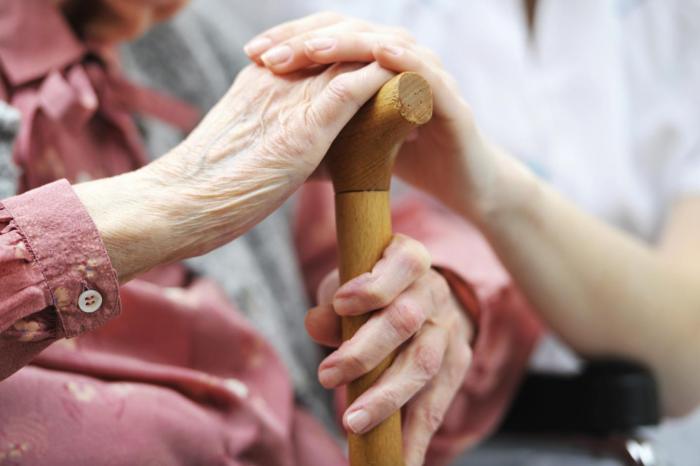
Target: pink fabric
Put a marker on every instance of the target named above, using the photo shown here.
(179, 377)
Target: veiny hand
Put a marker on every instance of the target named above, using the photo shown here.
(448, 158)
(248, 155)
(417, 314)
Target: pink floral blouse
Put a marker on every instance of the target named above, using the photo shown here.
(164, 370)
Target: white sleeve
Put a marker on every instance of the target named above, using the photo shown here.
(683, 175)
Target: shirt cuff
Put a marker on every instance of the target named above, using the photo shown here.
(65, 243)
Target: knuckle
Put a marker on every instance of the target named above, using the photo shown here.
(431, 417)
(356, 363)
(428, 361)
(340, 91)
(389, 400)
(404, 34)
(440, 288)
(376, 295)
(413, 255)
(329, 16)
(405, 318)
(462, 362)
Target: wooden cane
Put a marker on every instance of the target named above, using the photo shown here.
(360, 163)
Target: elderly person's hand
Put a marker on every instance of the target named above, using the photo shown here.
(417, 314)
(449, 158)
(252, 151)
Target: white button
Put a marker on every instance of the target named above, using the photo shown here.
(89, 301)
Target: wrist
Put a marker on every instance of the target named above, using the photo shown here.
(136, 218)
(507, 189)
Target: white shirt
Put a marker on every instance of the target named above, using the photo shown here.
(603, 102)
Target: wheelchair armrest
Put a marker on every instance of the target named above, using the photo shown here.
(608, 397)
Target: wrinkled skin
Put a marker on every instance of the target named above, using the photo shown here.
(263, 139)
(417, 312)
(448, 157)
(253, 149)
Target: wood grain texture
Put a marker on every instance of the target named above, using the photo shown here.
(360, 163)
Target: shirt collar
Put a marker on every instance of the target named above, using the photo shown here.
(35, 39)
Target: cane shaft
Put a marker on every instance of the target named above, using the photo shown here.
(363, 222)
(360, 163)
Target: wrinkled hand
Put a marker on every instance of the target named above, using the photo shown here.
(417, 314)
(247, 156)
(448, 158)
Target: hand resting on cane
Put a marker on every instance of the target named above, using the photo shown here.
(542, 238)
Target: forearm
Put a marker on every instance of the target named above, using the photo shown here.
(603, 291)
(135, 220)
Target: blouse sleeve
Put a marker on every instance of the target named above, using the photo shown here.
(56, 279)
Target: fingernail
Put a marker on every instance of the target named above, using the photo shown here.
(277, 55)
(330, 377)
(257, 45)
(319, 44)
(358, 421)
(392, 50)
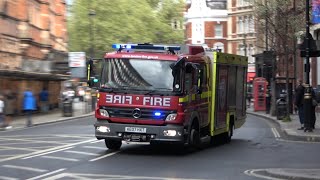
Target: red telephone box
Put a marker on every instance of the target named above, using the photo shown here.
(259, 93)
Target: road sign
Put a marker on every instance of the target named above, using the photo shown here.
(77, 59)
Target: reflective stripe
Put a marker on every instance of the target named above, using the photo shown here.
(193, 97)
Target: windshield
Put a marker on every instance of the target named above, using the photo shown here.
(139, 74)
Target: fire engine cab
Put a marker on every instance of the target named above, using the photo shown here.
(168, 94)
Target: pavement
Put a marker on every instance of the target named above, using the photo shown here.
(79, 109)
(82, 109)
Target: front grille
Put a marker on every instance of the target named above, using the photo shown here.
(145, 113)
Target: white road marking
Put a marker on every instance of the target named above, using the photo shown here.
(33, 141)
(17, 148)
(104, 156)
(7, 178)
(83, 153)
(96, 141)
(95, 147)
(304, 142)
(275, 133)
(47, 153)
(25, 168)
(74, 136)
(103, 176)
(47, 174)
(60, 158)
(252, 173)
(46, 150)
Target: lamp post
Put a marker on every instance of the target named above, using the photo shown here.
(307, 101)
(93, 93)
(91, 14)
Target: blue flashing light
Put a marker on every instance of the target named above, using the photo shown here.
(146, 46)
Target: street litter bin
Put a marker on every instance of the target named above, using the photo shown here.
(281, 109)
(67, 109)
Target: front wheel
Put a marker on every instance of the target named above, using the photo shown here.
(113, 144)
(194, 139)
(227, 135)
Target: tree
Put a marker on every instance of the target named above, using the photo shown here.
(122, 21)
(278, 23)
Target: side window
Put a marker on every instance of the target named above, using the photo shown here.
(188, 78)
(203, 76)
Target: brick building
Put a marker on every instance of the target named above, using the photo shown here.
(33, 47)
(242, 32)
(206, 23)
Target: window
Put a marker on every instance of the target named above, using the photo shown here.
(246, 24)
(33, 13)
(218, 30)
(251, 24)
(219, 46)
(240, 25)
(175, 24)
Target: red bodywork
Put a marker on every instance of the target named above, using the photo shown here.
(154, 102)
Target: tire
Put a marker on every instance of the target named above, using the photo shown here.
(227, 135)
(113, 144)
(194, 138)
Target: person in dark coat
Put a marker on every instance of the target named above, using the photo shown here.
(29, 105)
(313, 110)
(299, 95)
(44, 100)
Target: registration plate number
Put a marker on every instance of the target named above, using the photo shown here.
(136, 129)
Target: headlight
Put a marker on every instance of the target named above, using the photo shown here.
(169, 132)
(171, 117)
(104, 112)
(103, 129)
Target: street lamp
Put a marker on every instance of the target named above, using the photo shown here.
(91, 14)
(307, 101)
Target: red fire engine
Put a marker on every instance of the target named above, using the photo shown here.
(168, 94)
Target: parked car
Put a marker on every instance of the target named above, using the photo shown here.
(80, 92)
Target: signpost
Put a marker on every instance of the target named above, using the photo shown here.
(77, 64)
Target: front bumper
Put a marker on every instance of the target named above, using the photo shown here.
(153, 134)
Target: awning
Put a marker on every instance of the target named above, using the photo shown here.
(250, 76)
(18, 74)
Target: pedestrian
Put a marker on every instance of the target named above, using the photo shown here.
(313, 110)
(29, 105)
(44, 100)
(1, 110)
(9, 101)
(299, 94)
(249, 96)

**WORK TO BE COMPLETED:**
Swap every "marker" in the listing for "pin", then write out the whole listing again without the pictures, keeping everything else unchanged.

**WRITTEN RESPONSE:**
Target: pink fabric
Put a pin on every instance of the target named above, using the photo shown here.
(179, 377)
Target: veiny hand
Put a pin on every instance of the target named above, using the photo shown here.
(448, 158)
(248, 155)
(417, 314)
Target: pink floral blouse
Put a pin on every instance of the target named above, using the photo shown here.
(164, 370)
Target: white sleeve
Put a pin on every instance of the target named above, using the photo shown here.
(683, 175)
Target: shirt cuff
Put a pin on every instance of the target named above, using the photo shown here.
(65, 243)
Target: knuckle
Put a pin on every instance of the target named above, using the photo shown here.
(431, 417)
(356, 363)
(428, 361)
(340, 91)
(389, 400)
(404, 34)
(440, 288)
(376, 295)
(413, 255)
(329, 16)
(405, 318)
(462, 362)
Target: wooden cane
Put a pin on every instance of the target named above, using the photo shown here.
(360, 163)
Target: elderly person's hand
Put a pin on every instance of the target named above, using the photo shown here.
(417, 314)
(449, 158)
(252, 151)
Target: white button
Put a pin on every instance of the target named above, using the photo shown here.
(89, 301)
Target: wrist
Put a pin on every instance of the target named above, using the photo shown here.
(136, 218)
(507, 189)
Target: white shirt
Put a pin on every instance of the target named above, using the photo shown here.
(603, 102)
Target: wheelchair armrest
Put a pin on every instance of the target named above, using the photo shown here.
(608, 397)
Target: wrinkled skin
Put a pin on every instance of the target named above, using the photo shown here.
(263, 139)
(417, 312)
(448, 157)
(253, 149)
Target: wood grain texture
Put a pin on every instance of the target named above, using the photo shown here.
(360, 163)
Target: shirt collar
Put a pin on every instance of the target named above, using the photo shown here.
(35, 39)
Target: cane shaft
Put a pin on every instance of the target named above, using the photo shown here.
(363, 222)
(360, 163)
Target: wrinkled hand
Put a pin on every instance of the target named above, using the photo shown here.
(417, 314)
(247, 156)
(448, 158)
Target: hand resting on cane
Put a pin on every instance of the target named above, using the photo shown here.
(542, 238)
Target: forearm
Put a pin on every instance of the target named above, using the photo shown here.
(603, 291)
(135, 220)
Target: blouse sleeve
Put a pin on every instance of the target named above, using the photo shown here.
(56, 279)
Target: fingernail
Put a pin on every instance of the target named above, using the photo shown here.
(277, 55)
(330, 377)
(257, 45)
(319, 44)
(358, 421)
(392, 50)
Target: red telephone box
Put a pin on every instance of the target named above, using the photo shown here.
(259, 93)
Target: road sign
Put a pin on every instance of the target named above, using the photo shown here.
(77, 59)
Target: reflective stripe
Put a pin on every instance of the target named above, using the photo shown here.
(193, 97)
Target: windshield
Put a pin on every instance of the target named above, using the photo shown here.
(139, 74)
Target: fire engine cab
Put a pin on every instance of the target named above, using the photo shown here.
(168, 94)
Target: pavement
Put a pin on every instance of the target named above, using the photo shown here.
(79, 109)
(82, 109)
Target: front grille
Put a pin on every instance of the target named above, using the photo shown here.
(145, 113)
Target: white road marking
Put a pin on every instance of the target named above, using the photo shown here.
(33, 141)
(17, 148)
(104, 156)
(7, 178)
(83, 153)
(96, 141)
(95, 147)
(304, 142)
(275, 133)
(47, 153)
(25, 168)
(74, 136)
(103, 176)
(47, 174)
(60, 158)
(252, 173)
(46, 150)
Target: lamp post
Put a pin on every instance of the target named above, using the photo shown here.
(307, 101)
(93, 93)
(91, 14)
Target: blue flashing light
Put a pin on every instance of the target named above, using the photo shown here.
(146, 46)
Target: street litter bin
Put a pin on every instance of the target named above, using the photo shown here.
(281, 109)
(67, 109)
Target: front wheel
Put a pin on every instance of the target named above, using the photo shown here.
(113, 144)
(194, 139)
(227, 135)
Target: tree
Put a pin on every instance of the target named above, using the photo shown here.
(122, 21)
(278, 23)
Target: side window
Put a pin on every instance of the target named above, using the photo shown here.
(188, 78)
(203, 76)
Target: brick building
Put a pin on every instance of the target named above, using the photo shown here.
(33, 47)
(242, 32)
(206, 23)
Target: window
Put a pin on every instance of the target named above, using the photo shown here.
(246, 24)
(33, 13)
(218, 30)
(251, 24)
(219, 46)
(240, 25)
(175, 24)
Target: red bodywork
Put a pin on every instance of the target named above, using the photo shown here.
(154, 102)
Target: tire
Put a pin on every instance of the target named above, using the photo shown here.
(227, 135)
(113, 144)
(194, 138)
Target: person in dark coat
Put a pin on every instance of the target named above, using the photo shown here.
(29, 105)
(313, 110)
(299, 95)
(44, 100)
Target: registration plate number
Put a pin on every instance of the target named above, using the photo shown here.
(136, 129)
Target: headlight
Put a pin on every instance of the target named above, using the photo shown here.
(169, 132)
(171, 117)
(104, 112)
(103, 129)
Target: street lamp
Put a pin on every instance of the target named above, using the photo shown here.
(91, 14)
(307, 101)
Target: red fire engine
Put a pin on every instance of the target named above, using the photo shown here.
(168, 94)
Target: parked car
Put a pin on every instance of the target named above, using the photo shown here.
(80, 92)
Target: signpost
Put a pin on every instance of the target named above, using the photo shown here.
(77, 64)
Target: front bumper
Put a pin on every instance of the target named above, using the photo shown here.
(153, 134)
Target: awning
Put a pin on every instance of the target named above, using the photo shown here.
(250, 76)
(18, 74)
Target: pedestrian
Put a pin on every instance of the target named above, using the photo shown here.
(313, 110)
(29, 105)
(44, 100)
(1, 110)
(9, 101)
(299, 94)
(249, 96)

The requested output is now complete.